# YOUR INSTRUCTIONS
Below is a listing; restate from it, character for character, the lines beginning at the line holding "Target — person with backpack" and ending at the line holding "Target — blue jeans", both included.

# DATA
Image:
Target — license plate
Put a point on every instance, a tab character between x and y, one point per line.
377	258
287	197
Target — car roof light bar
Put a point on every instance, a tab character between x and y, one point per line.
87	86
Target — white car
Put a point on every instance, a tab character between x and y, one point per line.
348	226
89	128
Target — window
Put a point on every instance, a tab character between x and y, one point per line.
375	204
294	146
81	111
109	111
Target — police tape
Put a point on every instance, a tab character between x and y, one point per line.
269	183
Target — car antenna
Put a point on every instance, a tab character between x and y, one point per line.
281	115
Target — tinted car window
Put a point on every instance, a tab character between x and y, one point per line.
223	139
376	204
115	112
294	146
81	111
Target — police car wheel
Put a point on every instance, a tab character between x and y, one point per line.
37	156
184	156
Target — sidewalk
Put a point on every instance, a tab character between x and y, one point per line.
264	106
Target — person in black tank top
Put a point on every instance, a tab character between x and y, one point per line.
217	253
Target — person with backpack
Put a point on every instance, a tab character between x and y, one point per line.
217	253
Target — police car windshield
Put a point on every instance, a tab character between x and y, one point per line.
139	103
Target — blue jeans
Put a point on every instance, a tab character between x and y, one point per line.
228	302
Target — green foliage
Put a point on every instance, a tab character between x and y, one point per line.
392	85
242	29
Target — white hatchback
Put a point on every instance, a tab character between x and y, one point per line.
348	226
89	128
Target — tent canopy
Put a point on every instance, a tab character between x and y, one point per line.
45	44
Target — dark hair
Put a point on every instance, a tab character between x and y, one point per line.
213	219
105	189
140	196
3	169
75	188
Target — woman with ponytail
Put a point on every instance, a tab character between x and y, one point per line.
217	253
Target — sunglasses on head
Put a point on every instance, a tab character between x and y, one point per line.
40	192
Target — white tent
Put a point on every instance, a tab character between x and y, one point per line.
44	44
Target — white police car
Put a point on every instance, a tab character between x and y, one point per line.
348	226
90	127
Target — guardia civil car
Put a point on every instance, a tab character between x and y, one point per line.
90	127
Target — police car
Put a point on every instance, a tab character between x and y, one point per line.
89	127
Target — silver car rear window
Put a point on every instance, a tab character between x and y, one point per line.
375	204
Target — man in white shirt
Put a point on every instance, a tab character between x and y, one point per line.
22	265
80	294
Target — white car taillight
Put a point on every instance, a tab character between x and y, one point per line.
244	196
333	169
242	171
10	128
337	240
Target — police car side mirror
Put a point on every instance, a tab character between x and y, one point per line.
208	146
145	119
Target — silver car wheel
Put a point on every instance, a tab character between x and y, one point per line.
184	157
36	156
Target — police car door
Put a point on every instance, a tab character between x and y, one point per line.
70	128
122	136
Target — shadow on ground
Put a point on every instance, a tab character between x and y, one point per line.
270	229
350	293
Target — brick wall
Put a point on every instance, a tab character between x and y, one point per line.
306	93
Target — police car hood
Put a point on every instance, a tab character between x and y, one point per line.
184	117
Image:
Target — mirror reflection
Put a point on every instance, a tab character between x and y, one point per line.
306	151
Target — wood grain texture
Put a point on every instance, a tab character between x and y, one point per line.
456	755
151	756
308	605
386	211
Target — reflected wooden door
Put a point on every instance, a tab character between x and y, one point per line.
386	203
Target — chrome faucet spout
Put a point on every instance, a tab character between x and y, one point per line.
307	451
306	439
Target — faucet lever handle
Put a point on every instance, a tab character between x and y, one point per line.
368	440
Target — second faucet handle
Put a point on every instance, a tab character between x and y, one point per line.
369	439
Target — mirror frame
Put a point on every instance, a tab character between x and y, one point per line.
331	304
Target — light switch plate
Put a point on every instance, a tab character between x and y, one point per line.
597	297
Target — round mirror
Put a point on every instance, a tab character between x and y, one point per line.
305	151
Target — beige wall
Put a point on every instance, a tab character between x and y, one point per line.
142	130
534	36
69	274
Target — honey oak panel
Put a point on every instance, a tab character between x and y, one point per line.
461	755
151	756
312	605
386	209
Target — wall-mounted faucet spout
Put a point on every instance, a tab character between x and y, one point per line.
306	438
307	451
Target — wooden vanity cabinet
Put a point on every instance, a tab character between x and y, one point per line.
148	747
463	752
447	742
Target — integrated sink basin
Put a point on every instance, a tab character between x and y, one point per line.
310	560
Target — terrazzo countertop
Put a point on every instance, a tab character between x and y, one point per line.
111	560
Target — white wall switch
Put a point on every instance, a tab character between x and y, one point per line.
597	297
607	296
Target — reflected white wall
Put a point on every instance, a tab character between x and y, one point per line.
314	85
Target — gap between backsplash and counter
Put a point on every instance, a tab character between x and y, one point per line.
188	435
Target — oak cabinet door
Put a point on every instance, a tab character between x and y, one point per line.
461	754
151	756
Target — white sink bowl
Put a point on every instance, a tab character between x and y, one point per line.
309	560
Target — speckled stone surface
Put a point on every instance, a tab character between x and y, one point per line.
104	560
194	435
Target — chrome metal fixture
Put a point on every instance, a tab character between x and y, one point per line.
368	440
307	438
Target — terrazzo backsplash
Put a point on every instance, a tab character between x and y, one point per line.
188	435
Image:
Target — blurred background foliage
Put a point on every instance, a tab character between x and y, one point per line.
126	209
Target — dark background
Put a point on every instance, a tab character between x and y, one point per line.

# SOLUTION TO THIS TASK
Target — person with backpack
Put a point on every instance, a tab character between x and y, one point per line.
217	253
Target — police car windshield
Put a point on every instance, a tab character between x and y, one point per line.
139	103
Target — blue jeans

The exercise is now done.